Grazie ad una semplice analisi del sangue è possibile stimare l’“età biologica” di undici organi, tra cui cervello, cuore, fegato e sistema immunitario, utilizzando la firma proteica presente nel plasma. Le potenzialità del test, che apre la strada ad interventi anticipati e personalizzati per prevenire malattie e rallentare l’invecchiamento, sono illustrate in uno studio della Stanford Medicine, pubblicato su Nature Medicine.
Il team guidato da Tony Wyss‑Coray ha analizzato i dati di quasi 45mila persone, di età compresa tra i 40 e i 70 anni, raccolti nella UK Biobank e monitorati per 17 anni. In ciascun campione sono state misurate circa 3mila proteine legate a specifici organi. Un algoritmo avanzato ha incrociato queste informazioni per calcolare l’età biologica di ogni organo, rispetto all’età anagrafica del soggetto. I risultati sono chiari, ma anche preoccupanti: circa un terzo dei partecipanti presentava almeno un organo la cui età biologica differiva significativamente da quella anagrafica, e questo scostamento era associato a un rischio più elevato di ammalarsi nei dieci anni successivi. L’indagine conferma una semplice verità: alla base delle proteine nel sangue si nasconde un indicatore di salute predittiva.
Tra tutti gli organi, il cervello emerge come il migliore indicatore di salute e sopravvivenza. Chi presentava un cervello biologico “più vecchio” dell’età anagrafica aveva 12 volte più probabilità di sviluppare Alzheimer entro dieci anni e un rischio di mortalità aumentato del 182% nei 15 anni successivi. Al contrario, avere un cervello biologico “più giovane” abbassa la mortalità del 40%.
..........
__DOMANDE DI STUDIO__
a) Secondo il brano, su quale rivista è stato pubblicato lo studio della Stanford Medicine?
b) Trascriva nuovamente il brano a partire da "Grazie ad una" e proseguendo fino a "su Nature Medicine.", sostituendo "plasma" con "siero".

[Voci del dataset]
..........
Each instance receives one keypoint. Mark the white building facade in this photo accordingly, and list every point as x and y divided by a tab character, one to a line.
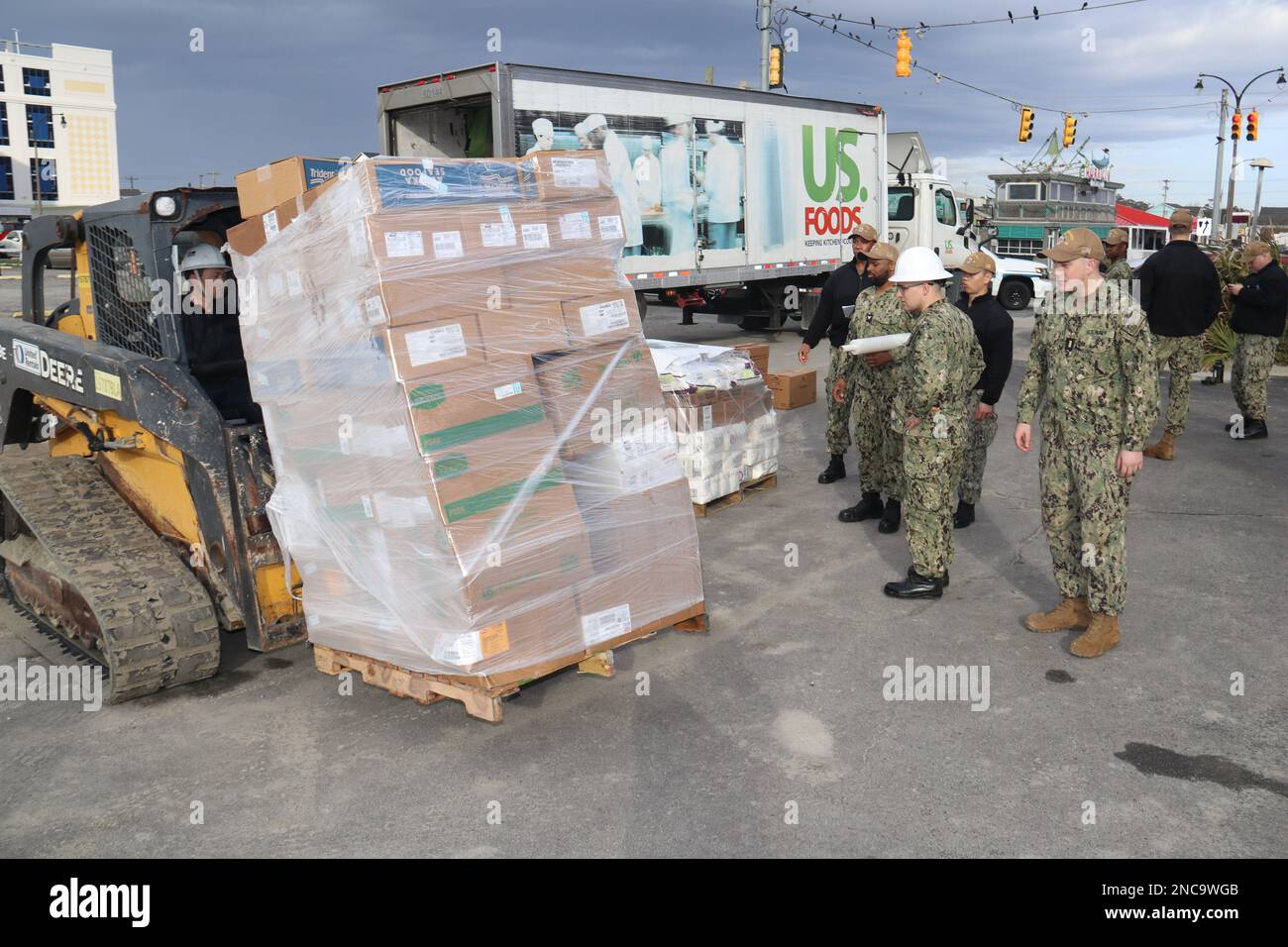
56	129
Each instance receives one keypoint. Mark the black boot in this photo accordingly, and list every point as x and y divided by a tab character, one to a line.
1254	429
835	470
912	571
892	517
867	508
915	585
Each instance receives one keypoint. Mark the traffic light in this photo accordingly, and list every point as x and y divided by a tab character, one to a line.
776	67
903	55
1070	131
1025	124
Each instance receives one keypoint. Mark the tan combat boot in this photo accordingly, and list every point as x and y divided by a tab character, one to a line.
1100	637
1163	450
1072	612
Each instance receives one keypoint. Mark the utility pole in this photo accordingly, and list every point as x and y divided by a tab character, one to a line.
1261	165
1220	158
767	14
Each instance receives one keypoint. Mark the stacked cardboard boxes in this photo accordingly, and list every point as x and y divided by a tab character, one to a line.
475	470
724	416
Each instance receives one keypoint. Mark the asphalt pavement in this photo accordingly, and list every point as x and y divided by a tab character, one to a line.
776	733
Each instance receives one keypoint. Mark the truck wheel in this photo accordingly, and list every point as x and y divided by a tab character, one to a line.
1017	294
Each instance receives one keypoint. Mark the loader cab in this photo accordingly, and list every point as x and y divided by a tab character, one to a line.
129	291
..........
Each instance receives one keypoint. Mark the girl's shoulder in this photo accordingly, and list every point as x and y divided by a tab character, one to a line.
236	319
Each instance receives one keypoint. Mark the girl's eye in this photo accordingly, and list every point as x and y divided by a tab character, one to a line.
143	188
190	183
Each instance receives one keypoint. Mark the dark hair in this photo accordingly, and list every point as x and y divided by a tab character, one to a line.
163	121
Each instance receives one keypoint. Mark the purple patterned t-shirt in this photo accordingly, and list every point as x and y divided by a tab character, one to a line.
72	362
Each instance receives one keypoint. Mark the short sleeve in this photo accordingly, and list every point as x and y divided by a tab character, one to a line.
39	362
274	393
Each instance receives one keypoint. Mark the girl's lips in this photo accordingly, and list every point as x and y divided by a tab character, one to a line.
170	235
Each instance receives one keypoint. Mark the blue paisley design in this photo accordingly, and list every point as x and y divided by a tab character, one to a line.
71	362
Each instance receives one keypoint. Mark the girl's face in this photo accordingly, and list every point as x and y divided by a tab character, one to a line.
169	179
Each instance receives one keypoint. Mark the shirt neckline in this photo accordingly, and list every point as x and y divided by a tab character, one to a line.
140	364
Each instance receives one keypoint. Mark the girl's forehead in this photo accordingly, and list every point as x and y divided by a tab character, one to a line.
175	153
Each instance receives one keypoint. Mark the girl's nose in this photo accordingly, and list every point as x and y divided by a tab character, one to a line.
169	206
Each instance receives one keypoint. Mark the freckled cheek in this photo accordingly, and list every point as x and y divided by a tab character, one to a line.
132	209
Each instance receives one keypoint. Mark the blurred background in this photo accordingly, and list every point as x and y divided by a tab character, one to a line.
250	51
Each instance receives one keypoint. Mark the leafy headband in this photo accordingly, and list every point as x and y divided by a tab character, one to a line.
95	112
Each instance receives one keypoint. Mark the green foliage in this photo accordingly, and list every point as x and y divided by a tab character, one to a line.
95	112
..........
__SOLUZIONI DEGLI ESERCIZI__
a) Su Nature Medicine.

b)
Grazie ad una semplice analisi del sangue è possibile stimare l’“età biologica” di undici organi, tra cui cervello, cuore, fegato e sistema immunitario, utilizzando la firma proteica presente nel siero. Le potenzialità del test, che apre la strada ad interventi anticipati e personalizzati per prevenire malattie e rallentare l’invecchiamento, sono illustrate in uno studio della Stanford Medicine, pubblicato su Nature Medicine.